That fossils can harbor organic matter isn't new. Whole fields of science have sprung up to decipher ancient DNA and intact proteins. But most researchers think that in fossils as old as theDeinonychusclaw, most of the useful sequences of those molecules have long vanished. Now, Wiemann and her Ph.D. adviser, Yale's Derek Briggs, have devised a way to extract information locked in degraded proteins, even in fossils hundreds of millions of years old. "This [kind of] molecular preservation is really common, and we just didn't know," Wiemann says.
She and Briggs have shown how, when conditions are right in the weeks and months after an animal dies, cellular proteins can react with lipids and sugars. The process transforms the proteins into a mix of hardy polymers that repel water, resist microbes, and are impervious to heat. The polymers are chemically similar to those formed when meat browns or toast burns—and they can apparently last for eons.
Other researchers have claimed to find intact proteins more than 100 million years ago, in the age of dinosaurs, but the field has remained skeptical of such ancient preservation. No one could explain how proteins managed to survive the degradations of time, says paleontologist Maria McNamara of University College Cork in Ireland. Wiemann "very nicely came up with this very, very clever mechanism" for how proteins could persist after all, in an altered form.

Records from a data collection
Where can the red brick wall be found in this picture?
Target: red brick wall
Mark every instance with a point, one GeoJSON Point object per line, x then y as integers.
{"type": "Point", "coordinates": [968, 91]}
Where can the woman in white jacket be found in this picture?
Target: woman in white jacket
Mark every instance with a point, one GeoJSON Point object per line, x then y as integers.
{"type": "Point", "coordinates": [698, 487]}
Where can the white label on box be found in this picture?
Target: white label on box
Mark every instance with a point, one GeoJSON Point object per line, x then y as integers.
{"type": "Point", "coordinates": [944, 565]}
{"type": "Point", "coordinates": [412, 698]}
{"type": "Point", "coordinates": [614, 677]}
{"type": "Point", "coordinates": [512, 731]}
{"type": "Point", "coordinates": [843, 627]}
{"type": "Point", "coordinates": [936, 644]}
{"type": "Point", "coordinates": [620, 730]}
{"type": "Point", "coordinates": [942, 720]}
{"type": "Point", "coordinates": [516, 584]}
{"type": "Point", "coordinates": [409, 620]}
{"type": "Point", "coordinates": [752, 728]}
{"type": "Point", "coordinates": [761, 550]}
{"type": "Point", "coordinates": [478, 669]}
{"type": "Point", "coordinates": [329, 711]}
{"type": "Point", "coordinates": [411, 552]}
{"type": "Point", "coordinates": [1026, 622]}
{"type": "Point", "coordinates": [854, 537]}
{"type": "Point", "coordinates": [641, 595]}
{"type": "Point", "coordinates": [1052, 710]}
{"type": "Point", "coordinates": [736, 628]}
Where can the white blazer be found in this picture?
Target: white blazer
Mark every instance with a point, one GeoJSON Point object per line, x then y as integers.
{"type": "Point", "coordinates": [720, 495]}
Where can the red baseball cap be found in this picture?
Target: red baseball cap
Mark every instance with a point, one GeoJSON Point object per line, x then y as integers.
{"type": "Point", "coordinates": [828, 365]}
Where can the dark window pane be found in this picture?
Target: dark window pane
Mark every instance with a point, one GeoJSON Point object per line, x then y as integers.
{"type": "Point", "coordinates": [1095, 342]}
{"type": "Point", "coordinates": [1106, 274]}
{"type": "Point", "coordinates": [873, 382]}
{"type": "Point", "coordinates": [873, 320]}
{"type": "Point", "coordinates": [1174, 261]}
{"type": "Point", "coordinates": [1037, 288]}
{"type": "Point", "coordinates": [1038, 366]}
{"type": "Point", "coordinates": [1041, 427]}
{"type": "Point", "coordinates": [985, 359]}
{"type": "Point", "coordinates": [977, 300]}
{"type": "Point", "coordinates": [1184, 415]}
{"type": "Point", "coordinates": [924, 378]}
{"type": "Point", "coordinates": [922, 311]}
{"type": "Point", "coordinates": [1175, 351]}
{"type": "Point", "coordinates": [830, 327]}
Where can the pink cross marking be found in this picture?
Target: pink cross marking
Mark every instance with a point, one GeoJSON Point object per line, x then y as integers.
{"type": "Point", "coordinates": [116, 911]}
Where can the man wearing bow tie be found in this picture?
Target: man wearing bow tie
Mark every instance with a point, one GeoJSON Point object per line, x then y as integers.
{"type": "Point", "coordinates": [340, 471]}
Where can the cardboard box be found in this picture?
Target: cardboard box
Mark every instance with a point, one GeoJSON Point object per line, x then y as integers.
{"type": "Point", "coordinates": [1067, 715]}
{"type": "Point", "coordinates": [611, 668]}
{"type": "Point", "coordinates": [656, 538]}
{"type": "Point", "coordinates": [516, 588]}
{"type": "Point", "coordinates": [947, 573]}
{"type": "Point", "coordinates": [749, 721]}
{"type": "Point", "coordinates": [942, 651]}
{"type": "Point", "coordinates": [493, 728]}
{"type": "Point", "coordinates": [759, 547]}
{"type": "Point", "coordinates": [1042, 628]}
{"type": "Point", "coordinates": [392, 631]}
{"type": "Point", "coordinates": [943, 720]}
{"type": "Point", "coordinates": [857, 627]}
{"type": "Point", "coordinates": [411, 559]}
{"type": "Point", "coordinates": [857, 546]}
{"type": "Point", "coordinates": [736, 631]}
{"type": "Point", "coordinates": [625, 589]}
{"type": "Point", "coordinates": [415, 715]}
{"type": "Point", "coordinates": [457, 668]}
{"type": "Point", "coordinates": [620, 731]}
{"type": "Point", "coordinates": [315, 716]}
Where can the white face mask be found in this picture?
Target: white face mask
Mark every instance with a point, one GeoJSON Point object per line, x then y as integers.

* * *

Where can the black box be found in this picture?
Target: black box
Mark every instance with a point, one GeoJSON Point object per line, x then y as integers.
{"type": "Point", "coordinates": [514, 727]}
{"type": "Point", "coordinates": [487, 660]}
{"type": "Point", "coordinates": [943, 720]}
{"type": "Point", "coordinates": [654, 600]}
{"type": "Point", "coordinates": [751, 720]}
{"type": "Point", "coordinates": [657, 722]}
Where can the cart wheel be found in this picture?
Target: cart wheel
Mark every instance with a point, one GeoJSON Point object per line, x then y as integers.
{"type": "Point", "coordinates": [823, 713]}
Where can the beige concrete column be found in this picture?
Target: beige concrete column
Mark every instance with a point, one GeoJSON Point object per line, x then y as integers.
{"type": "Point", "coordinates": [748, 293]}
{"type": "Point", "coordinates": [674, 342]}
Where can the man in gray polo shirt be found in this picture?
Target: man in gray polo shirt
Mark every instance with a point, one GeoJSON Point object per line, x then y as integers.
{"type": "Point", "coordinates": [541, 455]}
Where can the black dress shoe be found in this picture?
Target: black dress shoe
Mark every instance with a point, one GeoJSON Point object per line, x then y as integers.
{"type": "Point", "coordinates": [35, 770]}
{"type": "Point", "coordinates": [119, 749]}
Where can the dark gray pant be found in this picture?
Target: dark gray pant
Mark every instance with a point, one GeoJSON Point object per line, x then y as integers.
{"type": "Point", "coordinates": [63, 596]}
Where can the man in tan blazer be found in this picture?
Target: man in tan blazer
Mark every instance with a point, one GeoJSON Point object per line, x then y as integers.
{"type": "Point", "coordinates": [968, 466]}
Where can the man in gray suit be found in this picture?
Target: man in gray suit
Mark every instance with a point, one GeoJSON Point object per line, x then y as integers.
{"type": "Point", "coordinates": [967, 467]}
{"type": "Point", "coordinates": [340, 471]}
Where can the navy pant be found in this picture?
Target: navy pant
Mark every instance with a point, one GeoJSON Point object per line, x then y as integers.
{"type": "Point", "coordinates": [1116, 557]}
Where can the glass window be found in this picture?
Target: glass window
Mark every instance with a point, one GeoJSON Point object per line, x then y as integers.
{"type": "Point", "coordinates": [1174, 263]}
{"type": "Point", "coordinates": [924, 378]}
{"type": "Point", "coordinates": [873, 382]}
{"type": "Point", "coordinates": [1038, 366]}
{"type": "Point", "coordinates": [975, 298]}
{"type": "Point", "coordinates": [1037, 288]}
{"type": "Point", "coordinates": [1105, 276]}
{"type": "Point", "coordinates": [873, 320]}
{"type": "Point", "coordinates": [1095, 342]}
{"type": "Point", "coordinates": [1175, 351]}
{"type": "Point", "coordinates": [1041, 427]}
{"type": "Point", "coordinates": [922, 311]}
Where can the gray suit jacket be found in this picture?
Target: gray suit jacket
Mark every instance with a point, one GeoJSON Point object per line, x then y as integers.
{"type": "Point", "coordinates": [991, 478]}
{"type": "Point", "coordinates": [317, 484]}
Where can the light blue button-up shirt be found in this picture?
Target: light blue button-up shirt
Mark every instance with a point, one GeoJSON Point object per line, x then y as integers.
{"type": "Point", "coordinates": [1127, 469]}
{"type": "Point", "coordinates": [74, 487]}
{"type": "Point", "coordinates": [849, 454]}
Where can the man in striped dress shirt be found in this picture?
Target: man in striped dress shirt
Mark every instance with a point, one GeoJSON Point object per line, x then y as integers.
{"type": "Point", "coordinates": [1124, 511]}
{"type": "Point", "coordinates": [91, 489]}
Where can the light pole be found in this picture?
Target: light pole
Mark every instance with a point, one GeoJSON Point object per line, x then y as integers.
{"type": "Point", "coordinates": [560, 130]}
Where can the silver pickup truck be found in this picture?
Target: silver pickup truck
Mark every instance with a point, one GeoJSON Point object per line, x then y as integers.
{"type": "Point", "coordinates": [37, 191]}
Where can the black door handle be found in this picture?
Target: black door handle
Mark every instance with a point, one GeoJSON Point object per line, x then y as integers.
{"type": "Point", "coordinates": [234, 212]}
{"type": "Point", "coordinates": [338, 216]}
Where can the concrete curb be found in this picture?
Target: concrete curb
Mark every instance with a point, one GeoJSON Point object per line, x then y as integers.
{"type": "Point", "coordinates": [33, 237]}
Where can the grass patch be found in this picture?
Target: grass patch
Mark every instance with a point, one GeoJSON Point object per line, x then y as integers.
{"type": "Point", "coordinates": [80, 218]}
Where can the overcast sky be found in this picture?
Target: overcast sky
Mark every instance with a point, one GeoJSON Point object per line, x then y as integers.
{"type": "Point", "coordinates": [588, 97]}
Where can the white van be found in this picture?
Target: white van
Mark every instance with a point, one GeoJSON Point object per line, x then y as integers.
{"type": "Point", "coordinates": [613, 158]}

* * *

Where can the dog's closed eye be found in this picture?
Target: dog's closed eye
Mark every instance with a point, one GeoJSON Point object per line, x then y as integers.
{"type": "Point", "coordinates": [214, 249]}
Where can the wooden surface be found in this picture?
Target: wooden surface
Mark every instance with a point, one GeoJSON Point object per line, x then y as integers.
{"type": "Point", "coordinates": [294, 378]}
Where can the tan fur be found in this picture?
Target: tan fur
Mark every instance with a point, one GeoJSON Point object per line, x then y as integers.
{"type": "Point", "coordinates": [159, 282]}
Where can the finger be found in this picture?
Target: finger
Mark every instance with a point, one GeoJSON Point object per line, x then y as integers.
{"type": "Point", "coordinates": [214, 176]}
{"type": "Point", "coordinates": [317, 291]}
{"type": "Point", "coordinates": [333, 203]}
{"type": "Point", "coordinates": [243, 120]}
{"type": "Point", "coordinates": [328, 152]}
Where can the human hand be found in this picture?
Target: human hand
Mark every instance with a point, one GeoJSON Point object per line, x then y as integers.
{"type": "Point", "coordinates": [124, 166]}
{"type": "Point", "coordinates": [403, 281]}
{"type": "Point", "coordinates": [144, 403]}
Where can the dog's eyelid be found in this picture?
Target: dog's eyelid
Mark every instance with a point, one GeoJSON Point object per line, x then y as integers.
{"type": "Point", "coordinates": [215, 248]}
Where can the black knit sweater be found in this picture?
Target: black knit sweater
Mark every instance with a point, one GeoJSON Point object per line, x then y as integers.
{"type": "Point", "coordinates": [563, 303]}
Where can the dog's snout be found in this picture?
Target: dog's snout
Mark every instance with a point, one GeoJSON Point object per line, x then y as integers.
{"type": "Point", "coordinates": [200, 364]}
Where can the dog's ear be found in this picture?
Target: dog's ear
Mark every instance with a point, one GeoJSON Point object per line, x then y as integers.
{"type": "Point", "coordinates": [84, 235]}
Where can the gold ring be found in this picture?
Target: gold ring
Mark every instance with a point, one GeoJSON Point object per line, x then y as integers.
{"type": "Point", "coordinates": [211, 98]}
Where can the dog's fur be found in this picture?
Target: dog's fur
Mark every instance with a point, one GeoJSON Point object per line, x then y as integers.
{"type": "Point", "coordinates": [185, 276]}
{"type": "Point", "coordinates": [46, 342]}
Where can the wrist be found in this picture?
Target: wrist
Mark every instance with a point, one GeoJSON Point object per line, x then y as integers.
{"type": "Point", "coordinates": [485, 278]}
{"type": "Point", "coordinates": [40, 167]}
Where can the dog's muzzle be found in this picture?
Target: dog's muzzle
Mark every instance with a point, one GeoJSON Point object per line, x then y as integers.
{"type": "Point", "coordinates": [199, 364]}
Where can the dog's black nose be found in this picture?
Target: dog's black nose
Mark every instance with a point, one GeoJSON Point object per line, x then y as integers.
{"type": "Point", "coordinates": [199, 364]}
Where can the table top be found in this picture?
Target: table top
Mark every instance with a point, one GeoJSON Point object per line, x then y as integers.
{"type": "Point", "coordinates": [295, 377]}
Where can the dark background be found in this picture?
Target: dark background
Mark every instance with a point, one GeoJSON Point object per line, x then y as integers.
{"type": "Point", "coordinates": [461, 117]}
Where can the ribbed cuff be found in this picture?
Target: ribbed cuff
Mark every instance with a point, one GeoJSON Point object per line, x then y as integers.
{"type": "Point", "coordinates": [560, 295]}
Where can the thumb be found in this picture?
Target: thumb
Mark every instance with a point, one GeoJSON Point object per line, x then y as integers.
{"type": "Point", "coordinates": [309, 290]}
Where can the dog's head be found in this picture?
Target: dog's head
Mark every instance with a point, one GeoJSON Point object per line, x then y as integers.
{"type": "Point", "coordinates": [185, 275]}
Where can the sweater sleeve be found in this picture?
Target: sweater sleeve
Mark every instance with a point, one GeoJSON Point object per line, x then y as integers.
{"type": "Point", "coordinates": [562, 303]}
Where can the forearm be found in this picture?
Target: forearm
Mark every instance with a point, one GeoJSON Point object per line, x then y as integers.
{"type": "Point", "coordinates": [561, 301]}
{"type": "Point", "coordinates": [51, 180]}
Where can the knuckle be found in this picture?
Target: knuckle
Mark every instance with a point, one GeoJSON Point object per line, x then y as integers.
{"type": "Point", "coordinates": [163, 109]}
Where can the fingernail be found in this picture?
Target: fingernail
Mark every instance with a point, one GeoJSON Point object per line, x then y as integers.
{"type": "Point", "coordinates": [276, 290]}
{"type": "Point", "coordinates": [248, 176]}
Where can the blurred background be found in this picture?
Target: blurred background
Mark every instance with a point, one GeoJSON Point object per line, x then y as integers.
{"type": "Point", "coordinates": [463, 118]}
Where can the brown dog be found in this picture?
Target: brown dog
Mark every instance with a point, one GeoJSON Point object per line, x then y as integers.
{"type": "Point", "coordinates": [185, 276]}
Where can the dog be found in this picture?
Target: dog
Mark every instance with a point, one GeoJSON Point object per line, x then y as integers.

- WHAT IS REQUIRED:
Continue the passage on how altered proteins survive in ancient fossils, starting right after its last sentence.

- EXPECTED OUTPUT:
After a proof-of-principle paper last year, Wiemann and Briggs are applying their nondestructive technique—shining a laser on specimens to reveal ancient chemical bonds—to help solve paleontological mysteries. This week at a meeting in Australia, they planned to report how they used protein residue data to help resolve where turtles fit on the vertebrate family tree, and to support the idea that pterosaurs, the largest animals ever to fly, were warm-blooded.
The technique is new, so "it needs to be validated by more fossil and experimental work," McNamara says. And the method by itself can't resolve evolutionary puzzles with certainty. But she and others find the chemical mechanism convincing. "It's a completely new level of understanding of preservation. They are shedding light on the why and how," says Jingmai O'Connor, a paleontologist at the Institute of Vertebrate Paleontology and Paleoanthropology in Beijing. "It's incredible how [Wiemann] is revolutionizing our field, opening so many new doors by applying chemistry to a field where chemistry has rarely been applied."
For Wiemann, the first clues to how biomolecules might persist for (▪ ▪ ▪)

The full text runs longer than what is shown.